Objective: Where the line containing "Query: snare drum" appears, begin retyping; continue exactly through the final line of the data. Omit every picture.

Stored rows:
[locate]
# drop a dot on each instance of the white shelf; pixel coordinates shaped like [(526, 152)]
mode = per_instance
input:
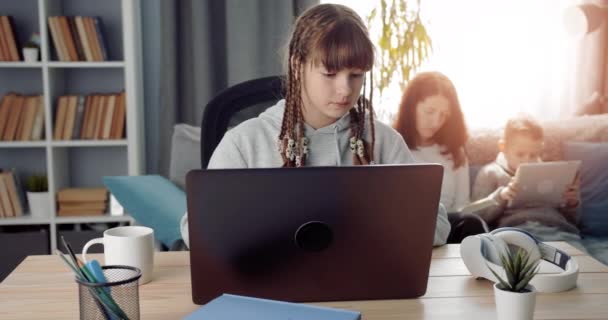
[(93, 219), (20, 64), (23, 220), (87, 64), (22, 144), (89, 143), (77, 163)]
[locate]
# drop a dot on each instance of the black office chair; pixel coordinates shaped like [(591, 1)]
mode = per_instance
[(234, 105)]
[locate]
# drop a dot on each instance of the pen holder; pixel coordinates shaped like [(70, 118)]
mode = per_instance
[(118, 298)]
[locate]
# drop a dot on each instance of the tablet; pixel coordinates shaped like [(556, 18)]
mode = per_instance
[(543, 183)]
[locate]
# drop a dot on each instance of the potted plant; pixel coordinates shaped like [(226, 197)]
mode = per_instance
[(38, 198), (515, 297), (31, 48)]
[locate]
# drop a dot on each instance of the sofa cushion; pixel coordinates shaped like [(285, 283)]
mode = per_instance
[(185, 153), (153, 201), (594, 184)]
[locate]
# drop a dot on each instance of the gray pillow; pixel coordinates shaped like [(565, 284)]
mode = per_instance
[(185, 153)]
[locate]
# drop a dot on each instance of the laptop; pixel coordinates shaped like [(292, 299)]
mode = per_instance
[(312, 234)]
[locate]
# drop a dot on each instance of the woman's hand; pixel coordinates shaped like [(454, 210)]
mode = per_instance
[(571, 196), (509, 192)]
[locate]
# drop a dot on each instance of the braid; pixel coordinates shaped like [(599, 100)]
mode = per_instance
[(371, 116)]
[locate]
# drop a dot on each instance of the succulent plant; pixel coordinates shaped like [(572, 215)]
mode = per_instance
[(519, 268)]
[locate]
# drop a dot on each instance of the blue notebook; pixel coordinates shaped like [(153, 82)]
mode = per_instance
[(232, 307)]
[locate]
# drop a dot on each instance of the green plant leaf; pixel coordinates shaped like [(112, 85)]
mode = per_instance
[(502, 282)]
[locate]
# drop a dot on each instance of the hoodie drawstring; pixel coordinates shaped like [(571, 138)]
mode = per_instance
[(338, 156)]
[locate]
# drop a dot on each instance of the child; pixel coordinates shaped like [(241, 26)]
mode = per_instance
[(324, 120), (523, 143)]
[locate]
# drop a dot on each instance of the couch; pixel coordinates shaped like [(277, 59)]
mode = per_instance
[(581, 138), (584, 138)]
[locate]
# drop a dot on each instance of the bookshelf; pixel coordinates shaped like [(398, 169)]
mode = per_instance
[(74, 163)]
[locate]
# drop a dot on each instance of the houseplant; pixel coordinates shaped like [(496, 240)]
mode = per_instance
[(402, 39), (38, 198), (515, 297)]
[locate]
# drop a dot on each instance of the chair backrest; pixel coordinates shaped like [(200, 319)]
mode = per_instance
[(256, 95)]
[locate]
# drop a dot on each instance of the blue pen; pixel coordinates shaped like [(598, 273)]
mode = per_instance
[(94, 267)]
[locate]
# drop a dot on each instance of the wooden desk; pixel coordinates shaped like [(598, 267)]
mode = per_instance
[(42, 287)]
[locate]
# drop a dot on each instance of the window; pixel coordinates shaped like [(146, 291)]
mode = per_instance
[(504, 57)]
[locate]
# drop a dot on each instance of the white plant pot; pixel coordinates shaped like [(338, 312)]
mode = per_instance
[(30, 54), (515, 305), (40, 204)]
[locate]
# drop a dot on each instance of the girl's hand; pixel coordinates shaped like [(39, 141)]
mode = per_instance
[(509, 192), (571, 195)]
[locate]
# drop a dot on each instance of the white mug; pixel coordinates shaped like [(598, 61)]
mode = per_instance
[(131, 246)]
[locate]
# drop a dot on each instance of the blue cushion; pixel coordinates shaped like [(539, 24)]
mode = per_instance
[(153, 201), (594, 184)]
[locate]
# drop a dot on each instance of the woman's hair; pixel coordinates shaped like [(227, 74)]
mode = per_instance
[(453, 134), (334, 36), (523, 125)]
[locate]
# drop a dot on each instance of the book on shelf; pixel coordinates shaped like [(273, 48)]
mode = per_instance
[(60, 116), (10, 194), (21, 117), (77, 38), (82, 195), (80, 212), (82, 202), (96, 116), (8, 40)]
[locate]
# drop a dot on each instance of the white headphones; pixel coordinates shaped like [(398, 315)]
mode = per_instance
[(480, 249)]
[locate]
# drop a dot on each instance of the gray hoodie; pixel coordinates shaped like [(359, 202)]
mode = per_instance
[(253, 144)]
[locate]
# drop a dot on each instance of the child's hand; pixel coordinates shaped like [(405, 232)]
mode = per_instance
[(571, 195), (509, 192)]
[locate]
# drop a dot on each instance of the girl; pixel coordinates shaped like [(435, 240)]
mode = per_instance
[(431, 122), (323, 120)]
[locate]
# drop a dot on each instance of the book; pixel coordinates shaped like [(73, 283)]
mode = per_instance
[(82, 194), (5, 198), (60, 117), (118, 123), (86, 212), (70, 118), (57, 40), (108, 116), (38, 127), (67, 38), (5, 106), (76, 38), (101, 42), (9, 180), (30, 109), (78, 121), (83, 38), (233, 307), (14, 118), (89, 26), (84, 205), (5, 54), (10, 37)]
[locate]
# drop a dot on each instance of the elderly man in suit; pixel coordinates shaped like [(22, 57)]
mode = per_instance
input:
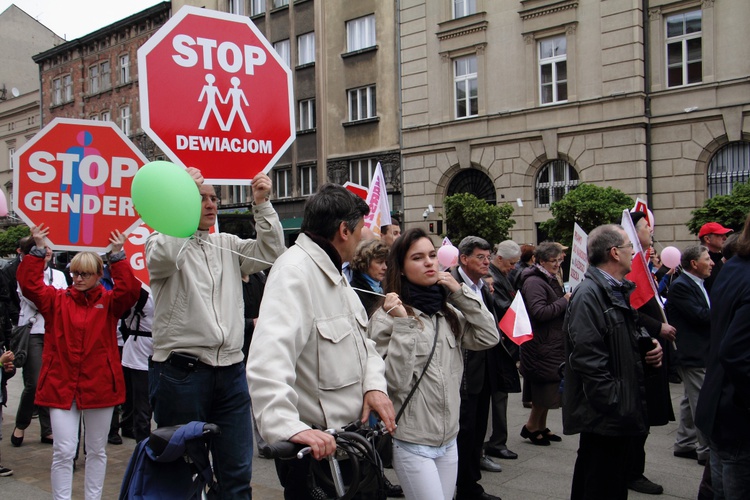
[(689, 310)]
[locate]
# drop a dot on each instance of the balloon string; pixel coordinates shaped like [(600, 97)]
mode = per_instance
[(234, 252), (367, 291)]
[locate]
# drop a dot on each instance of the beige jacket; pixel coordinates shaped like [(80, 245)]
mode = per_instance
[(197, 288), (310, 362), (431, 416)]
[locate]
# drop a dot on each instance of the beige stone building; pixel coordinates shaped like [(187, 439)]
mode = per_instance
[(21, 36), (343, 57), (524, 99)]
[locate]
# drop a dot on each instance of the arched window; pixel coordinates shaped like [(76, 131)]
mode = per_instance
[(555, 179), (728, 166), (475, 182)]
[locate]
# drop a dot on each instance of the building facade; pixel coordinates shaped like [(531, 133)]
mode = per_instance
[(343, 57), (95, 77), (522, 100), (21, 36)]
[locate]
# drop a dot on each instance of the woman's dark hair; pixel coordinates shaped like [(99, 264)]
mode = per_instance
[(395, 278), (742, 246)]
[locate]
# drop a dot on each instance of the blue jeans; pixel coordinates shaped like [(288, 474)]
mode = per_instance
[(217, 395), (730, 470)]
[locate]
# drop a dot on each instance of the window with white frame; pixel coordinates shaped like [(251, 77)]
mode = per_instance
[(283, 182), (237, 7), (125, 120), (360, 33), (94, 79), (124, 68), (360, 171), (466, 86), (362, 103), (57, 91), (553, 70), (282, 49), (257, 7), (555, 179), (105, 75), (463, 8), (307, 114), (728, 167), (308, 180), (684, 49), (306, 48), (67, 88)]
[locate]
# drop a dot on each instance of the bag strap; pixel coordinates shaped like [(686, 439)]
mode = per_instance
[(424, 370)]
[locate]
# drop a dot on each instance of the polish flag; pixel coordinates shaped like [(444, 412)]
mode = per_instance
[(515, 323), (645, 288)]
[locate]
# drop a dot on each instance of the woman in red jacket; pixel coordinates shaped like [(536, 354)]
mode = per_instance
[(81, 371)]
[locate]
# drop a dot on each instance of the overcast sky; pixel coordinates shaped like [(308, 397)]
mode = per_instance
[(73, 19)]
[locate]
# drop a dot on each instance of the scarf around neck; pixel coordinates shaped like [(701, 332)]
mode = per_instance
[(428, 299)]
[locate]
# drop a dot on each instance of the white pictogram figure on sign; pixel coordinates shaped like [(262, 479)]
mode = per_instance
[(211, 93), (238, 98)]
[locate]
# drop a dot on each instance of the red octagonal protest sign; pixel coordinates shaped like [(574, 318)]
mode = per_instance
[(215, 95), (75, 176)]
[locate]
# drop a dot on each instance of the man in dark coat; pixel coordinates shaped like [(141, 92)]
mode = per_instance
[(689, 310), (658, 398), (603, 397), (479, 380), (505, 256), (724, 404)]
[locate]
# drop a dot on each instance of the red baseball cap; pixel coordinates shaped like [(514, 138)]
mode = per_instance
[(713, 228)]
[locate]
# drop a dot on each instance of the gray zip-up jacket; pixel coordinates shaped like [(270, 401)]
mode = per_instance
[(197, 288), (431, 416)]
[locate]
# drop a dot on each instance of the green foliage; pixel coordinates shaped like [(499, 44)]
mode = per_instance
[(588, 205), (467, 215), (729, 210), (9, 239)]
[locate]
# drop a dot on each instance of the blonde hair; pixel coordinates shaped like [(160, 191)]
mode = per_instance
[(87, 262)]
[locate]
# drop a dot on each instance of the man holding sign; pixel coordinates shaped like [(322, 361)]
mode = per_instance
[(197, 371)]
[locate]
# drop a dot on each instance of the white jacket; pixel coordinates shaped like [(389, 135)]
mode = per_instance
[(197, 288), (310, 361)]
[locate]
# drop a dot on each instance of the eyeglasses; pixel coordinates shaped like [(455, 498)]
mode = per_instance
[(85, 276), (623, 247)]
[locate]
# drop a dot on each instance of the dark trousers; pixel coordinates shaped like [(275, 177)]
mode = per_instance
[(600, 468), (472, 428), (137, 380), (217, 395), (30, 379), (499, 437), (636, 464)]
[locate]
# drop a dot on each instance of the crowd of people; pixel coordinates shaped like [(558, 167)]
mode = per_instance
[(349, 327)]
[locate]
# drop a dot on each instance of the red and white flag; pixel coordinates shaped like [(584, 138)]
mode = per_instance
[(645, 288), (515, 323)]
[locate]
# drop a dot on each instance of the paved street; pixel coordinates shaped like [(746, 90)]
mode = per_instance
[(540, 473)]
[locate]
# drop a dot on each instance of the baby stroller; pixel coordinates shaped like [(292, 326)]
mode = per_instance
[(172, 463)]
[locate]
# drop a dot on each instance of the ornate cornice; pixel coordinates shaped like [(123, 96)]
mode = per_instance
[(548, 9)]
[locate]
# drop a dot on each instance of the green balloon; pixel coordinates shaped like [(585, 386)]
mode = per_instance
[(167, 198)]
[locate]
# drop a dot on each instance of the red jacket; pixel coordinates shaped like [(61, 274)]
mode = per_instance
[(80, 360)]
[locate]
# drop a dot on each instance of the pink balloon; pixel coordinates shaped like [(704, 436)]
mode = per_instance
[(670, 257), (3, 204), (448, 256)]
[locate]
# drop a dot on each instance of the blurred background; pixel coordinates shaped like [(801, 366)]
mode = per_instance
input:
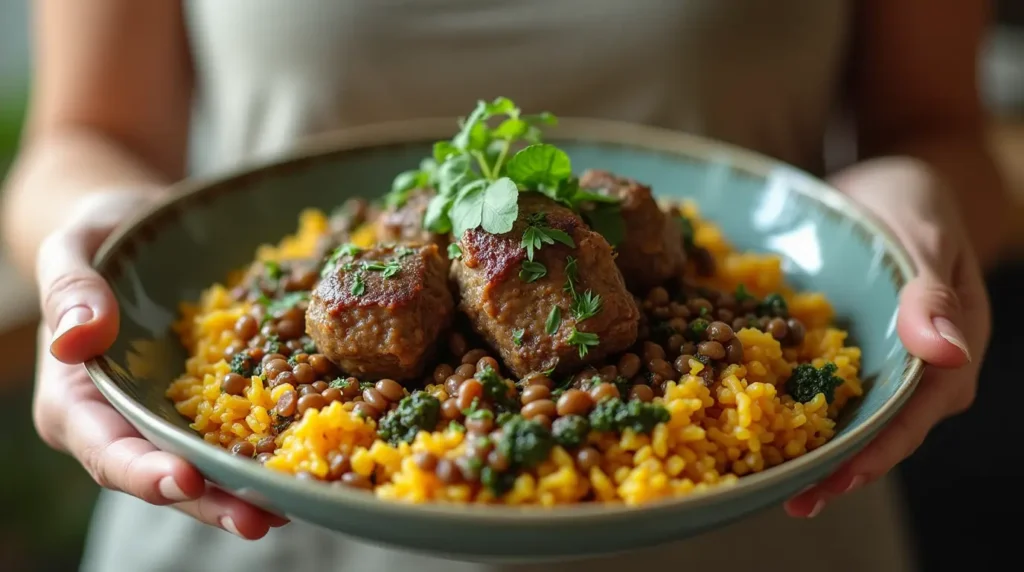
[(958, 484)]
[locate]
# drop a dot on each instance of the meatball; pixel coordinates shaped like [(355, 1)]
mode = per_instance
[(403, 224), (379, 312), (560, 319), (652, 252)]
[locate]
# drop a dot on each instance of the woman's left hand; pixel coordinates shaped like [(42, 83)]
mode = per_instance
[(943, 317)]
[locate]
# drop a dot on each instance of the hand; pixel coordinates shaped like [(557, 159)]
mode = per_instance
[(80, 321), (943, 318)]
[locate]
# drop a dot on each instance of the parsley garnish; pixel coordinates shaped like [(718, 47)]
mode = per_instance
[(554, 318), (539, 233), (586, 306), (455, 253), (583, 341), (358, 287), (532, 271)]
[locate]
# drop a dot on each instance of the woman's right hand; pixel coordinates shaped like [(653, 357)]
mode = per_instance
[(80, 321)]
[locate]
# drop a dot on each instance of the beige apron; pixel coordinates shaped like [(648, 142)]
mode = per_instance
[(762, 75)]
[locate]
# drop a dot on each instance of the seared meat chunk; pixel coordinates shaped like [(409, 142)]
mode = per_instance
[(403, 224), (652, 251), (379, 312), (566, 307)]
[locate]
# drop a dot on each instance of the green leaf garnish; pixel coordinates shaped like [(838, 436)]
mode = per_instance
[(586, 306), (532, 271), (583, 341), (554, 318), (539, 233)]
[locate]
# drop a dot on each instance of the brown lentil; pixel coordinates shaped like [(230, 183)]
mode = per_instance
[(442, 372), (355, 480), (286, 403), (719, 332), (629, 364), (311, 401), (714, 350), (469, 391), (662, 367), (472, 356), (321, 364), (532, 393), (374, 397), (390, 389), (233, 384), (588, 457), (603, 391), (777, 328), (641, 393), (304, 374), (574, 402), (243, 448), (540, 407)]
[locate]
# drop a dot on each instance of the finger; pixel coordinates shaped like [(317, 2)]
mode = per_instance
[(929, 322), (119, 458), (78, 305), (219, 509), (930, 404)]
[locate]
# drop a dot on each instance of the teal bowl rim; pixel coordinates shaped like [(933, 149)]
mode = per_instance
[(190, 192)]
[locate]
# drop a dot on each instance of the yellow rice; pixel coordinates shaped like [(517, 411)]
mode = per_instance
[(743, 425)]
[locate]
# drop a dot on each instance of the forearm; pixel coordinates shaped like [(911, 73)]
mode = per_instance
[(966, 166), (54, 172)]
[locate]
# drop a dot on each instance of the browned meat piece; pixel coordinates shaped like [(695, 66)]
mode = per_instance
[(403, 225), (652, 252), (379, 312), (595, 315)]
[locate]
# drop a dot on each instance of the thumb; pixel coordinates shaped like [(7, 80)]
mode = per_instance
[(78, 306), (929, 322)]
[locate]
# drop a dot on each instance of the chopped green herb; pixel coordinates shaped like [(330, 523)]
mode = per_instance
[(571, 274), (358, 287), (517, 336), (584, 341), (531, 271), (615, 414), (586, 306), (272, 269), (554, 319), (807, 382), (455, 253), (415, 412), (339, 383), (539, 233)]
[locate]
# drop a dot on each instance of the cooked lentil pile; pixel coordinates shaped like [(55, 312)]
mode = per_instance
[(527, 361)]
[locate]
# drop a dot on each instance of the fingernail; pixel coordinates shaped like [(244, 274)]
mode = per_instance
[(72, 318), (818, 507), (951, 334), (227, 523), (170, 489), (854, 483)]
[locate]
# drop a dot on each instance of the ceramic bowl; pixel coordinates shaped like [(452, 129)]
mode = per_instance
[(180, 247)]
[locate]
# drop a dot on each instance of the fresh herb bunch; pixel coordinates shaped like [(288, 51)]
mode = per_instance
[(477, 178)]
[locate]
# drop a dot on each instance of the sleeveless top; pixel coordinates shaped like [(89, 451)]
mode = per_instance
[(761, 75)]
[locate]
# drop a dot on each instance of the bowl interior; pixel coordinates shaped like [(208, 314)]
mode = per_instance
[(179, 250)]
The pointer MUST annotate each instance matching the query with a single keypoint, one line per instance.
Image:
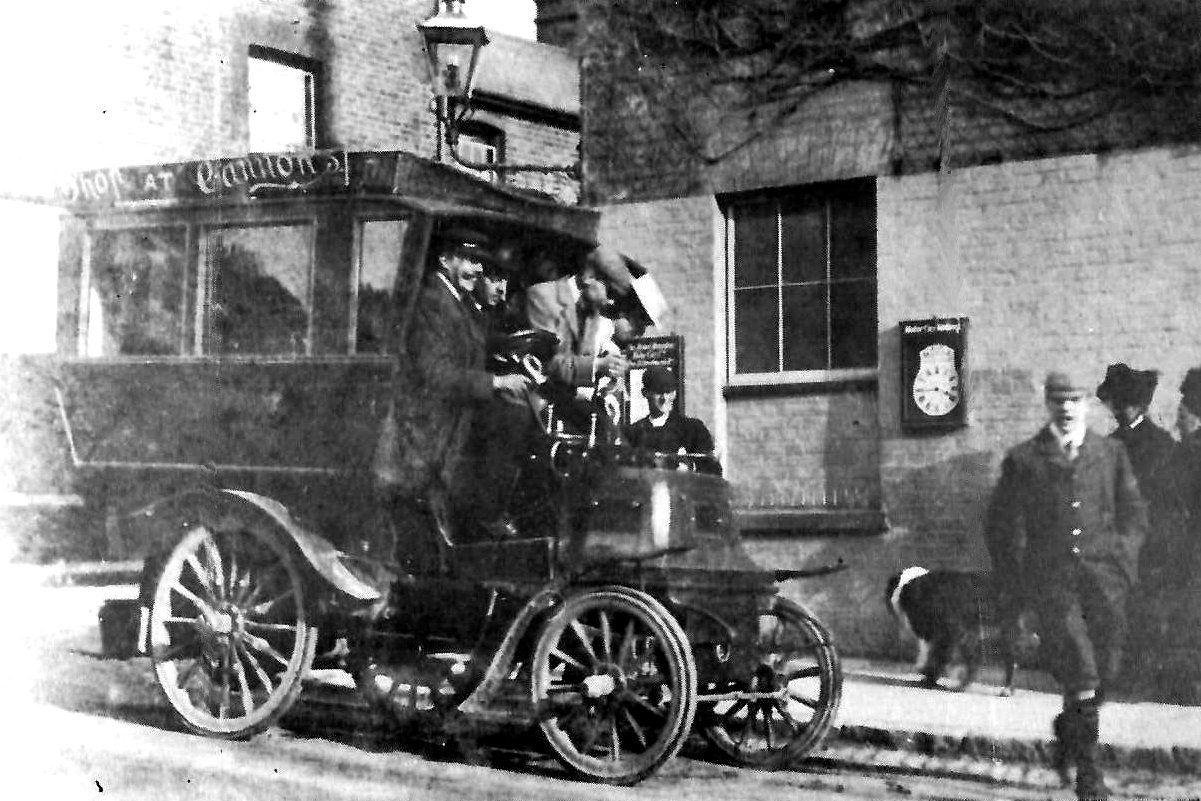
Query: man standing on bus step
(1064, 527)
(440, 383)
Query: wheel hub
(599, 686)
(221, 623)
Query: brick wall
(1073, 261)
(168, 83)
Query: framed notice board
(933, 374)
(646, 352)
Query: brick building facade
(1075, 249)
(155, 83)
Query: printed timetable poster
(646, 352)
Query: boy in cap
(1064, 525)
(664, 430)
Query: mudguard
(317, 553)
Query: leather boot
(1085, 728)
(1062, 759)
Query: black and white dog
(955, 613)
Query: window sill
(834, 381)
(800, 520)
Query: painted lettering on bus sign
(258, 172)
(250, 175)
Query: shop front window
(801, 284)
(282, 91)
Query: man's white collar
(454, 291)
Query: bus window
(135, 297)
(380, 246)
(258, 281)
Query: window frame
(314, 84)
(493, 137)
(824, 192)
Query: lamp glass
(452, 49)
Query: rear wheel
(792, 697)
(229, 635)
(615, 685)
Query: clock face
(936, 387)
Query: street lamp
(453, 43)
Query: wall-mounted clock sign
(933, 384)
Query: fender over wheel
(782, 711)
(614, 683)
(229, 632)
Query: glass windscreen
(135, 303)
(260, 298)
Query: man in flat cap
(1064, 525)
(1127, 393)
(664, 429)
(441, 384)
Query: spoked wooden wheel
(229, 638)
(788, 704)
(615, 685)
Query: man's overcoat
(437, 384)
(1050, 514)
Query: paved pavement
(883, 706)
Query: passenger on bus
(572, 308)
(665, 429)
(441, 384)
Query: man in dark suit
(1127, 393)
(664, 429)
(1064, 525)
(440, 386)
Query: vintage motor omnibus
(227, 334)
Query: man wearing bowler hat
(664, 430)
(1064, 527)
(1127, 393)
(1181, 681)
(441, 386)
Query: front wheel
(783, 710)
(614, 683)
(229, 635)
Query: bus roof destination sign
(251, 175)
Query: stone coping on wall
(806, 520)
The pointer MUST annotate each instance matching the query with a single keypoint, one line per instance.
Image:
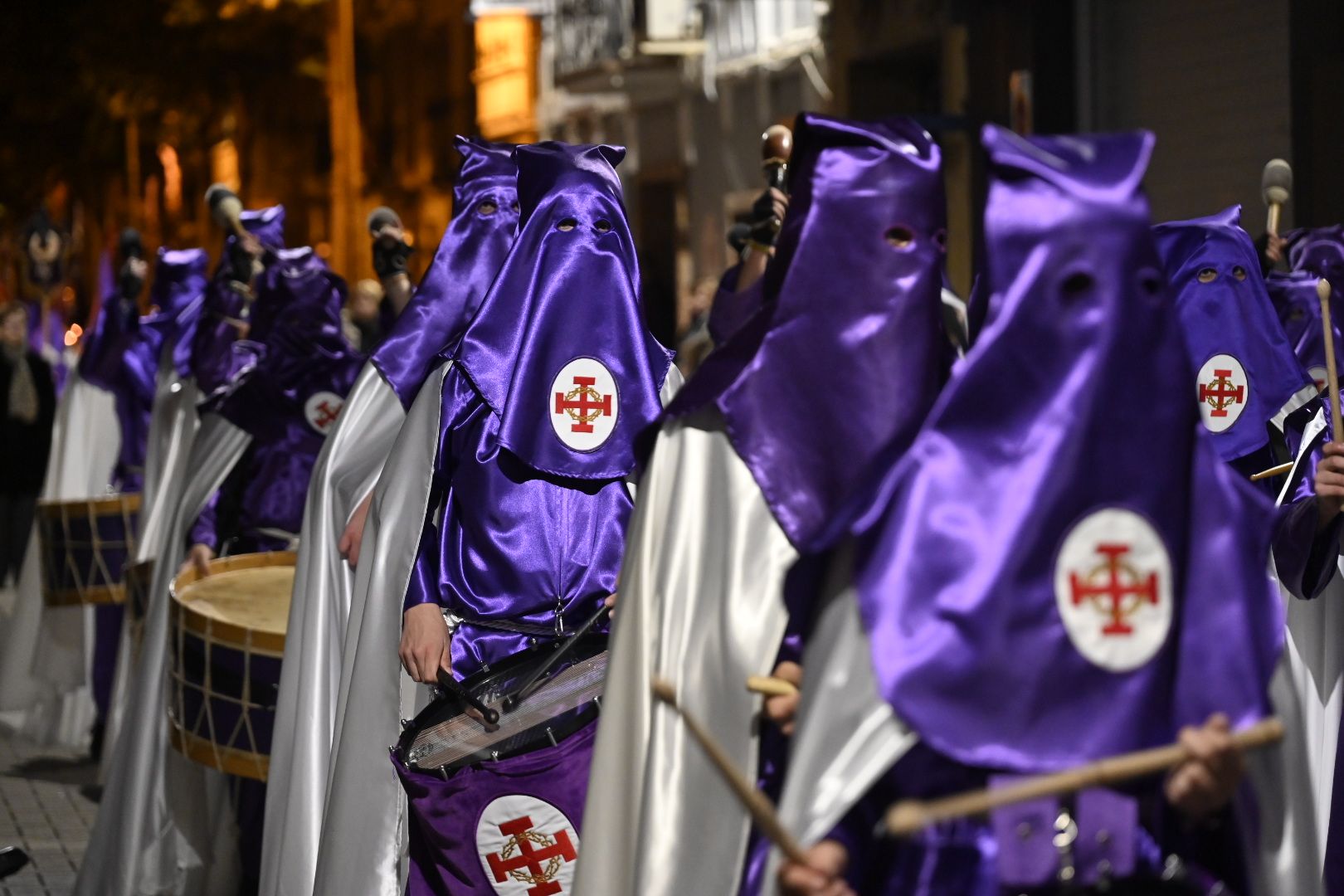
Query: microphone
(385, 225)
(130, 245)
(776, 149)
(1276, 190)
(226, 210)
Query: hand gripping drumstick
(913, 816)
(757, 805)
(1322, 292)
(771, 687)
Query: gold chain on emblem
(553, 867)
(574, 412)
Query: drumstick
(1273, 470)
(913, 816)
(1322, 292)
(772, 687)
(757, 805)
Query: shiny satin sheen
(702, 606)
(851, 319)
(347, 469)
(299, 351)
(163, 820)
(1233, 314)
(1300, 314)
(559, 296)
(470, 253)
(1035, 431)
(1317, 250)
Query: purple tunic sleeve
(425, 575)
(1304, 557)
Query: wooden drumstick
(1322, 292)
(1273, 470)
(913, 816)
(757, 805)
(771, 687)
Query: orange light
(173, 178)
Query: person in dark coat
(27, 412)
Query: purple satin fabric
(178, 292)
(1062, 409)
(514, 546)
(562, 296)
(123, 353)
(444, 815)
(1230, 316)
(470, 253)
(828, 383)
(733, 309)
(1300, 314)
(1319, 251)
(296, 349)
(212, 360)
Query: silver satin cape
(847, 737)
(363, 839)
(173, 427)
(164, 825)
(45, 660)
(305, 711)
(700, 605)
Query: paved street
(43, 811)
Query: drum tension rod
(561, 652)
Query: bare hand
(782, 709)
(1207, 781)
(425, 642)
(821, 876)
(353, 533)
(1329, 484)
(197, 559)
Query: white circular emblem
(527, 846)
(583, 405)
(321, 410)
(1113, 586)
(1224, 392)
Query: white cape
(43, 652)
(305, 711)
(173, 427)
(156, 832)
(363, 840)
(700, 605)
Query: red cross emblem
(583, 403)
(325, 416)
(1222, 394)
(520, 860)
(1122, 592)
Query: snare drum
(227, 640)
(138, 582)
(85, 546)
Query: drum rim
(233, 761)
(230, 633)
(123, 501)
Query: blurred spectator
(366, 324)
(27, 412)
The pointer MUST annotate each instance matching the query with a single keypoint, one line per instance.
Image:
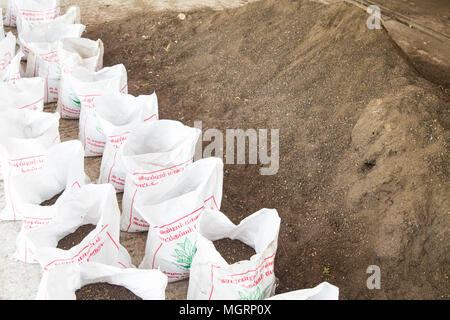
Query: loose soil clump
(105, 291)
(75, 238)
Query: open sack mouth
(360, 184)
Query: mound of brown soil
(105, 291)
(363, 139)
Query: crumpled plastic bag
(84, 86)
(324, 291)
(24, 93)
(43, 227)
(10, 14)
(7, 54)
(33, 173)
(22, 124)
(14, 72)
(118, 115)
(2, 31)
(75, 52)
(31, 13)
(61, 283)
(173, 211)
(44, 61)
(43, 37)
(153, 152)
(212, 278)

Result:
Query: snare drum
(227, 640)
(138, 582)
(85, 546)
Query: drum rim
(233, 761)
(230, 633)
(123, 501)
Query: blurred spectator
(366, 324)
(27, 412)
The pointer MUST annotate each instance matching the query with a single keypoint, one line per instance.
Image:
Query: loose soil clump
(105, 291)
(75, 238)
Query: open sack mouth
(360, 184)
Query: mound of brown soil
(105, 291)
(363, 139)
Query: crumpled plastic bag
(84, 86)
(324, 291)
(24, 93)
(43, 227)
(10, 14)
(7, 54)
(33, 173)
(22, 124)
(14, 72)
(118, 115)
(2, 31)
(75, 52)
(31, 13)
(61, 283)
(173, 211)
(44, 61)
(43, 37)
(153, 152)
(212, 278)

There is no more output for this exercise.